## DOCUMENT EXTRACT
☆ ☆ ☆ ☆ ☆

Tonight I'll dive back into the splendidly colourful land of the X-Men, and inwardly thank him once more.
posted by Pallas Athena at 4:59 PM on November 30, 2012


Man, Dave sure loved Pirates, didn't he? The boots, the sashes,, the ridiculously large belt buckles, they all remind of Captain Blood and The Three Musketeers movies.
posted by KingEdRa at 8:37 PM on November 30, 2012 [1 favorite]


Hulk want Dinah Shore.
posted by Spatch at 9:55 PM on November 30, 2012


Oh, Cockrum and Mark Silvestri are my two favourite X-Men artists, and probably that's because they were the first two I read, Cockrum in B&W Murray Comics bumper reprints of the rebooted X-Men, and that led me into seeking out the then (current-ish) X-Men. One of the first I got opened with a splash of Peter sketching the X-Men on a rock in downtown Glasgow(?) after battles with Cain Marko and, IIRC, the Mutant Massacre. They were a team crushed, and I lept on that.

Byrne's art... I've seen less of, and while I like it in other things (Alpha Flight, FF, and his West Coast Avengers run), but it never spoke to me as X-Men art in the same way.

I love the disco X-Men costumes, as impractical as they are.
posted by Mezentian at 11:27 PM on November 30, 2012 [1 favorite]


I just love the faces in this sketch.
posted by Pallas Athena at 2:54 AM on December 1, 2012


Not to be a downer, but his Dr Who images are average to awful. That's Ben Franklin, not Hartnell.

☆ ☆ ☆ ☆ ☆

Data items
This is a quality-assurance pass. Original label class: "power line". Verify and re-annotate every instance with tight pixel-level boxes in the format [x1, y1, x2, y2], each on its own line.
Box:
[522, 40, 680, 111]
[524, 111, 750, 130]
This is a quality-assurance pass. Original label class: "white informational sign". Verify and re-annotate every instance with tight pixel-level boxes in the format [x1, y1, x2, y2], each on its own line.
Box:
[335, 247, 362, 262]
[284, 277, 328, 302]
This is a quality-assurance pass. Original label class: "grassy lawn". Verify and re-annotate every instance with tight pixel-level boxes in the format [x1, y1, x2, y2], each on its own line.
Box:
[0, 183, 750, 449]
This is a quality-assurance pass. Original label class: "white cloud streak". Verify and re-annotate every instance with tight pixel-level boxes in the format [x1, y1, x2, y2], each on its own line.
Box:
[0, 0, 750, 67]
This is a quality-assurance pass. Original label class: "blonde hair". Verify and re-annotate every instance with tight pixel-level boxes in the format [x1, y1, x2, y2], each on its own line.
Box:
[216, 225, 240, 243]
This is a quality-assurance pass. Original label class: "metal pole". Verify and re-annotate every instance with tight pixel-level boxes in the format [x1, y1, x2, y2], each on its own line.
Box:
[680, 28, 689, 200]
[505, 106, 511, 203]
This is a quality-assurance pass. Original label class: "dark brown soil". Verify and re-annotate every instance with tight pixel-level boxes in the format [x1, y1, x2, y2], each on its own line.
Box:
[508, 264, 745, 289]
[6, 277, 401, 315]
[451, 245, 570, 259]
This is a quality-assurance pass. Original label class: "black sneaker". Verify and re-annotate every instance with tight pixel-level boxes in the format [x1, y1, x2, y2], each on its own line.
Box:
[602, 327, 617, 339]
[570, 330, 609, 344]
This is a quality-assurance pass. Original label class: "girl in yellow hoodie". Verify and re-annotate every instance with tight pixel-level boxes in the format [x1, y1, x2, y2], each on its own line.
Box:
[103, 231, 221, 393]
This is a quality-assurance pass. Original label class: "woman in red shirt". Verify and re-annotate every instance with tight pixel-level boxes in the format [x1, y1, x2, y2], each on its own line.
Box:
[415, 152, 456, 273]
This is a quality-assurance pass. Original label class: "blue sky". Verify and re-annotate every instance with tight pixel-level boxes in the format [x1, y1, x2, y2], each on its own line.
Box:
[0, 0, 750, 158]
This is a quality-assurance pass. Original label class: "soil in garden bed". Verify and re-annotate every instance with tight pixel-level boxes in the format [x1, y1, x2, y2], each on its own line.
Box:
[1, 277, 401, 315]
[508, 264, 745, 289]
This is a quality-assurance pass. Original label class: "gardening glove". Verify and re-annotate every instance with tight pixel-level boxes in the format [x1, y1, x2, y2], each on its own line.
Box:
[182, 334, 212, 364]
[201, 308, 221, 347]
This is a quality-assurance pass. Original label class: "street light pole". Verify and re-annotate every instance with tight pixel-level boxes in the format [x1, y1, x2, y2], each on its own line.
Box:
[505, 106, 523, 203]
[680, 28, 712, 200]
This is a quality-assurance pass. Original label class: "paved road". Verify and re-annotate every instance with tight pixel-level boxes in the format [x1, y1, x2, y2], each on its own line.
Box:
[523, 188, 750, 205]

☆ ☆ ☆ ☆ ☆

## REQUIRED WORK
1. Reproduce the stretch of the comment thread from "posted by KingEdRa" through "as they are.".
2. In the comment thread, which two artists does Mezentian call favorite X-Men artists?
None of this work draws on the data items.

## ANSWERS FOR THE TASKS
1.
posted by KingEdRa at 8:37 PM on November 30, 2012 [1 favorite]


Hulk want Dinah Shore.
posted by Spatch at 9:55 PM on November 30, 2012


Oh, Cockrum and Mark Silvestri are my two favourite X-Men artists, and probably that's because they were the first two I read, Cockrum in B&W Murray Comics bumper reprints of the rebooted X-Men, and that led me into seeking out the then (current-ish) X-Men. One of the first I got opened with a splash of Peter sketching the X-Men on a rock in downtown Glasgow(?) after battles with Cain Marko and, IIRC, the Mutant Massacre. They were a team crushed, and I lept on that.

Byrne's art... I've seen less of, and while I like it in other things (Alpha Flight, FF, and his West Coast Avengers run), but it never spoke to me as X-Men art in the same way.

I love the disco X-Men costumes, as impractical as they are.

2. Cockrum and Mark Silvestri.